Your instructions -
Every line in the records below with the string "scan" is to be copied out.

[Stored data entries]
━━━━━━━━━━━━━━━━

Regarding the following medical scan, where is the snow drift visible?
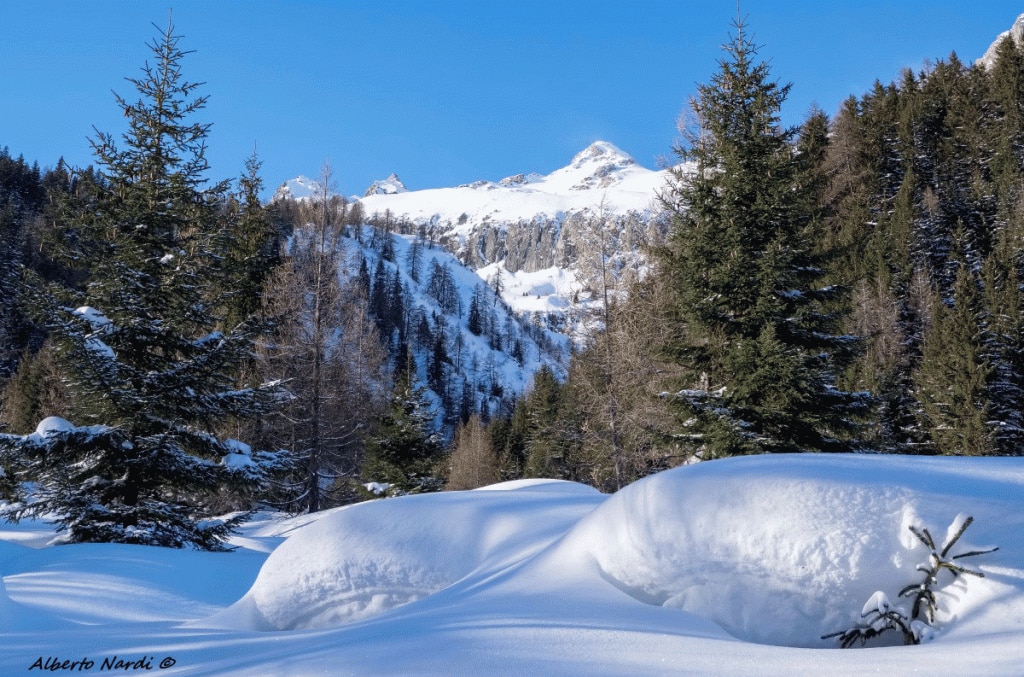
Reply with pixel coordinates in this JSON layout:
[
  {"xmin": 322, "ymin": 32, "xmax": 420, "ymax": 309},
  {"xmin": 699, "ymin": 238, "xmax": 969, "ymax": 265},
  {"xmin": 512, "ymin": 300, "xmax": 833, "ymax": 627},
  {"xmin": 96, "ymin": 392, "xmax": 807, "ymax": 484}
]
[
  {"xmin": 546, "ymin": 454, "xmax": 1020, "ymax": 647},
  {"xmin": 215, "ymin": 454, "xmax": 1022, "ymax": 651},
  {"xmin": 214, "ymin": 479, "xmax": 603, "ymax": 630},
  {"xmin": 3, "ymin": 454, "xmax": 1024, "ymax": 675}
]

━━━━━━━━━━━━━━━━

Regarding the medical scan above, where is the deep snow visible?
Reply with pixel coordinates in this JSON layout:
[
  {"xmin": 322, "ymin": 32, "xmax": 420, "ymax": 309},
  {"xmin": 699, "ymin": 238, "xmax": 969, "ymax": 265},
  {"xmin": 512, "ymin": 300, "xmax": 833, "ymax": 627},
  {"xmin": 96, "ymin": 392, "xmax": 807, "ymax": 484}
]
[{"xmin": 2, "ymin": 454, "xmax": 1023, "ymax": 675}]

━━━━━━━━━━━━━━━━

Expected answer -
Regarding the following medical scan, where is the snow drift visible?
Regarding the medical scan above, where is the deep snow visible?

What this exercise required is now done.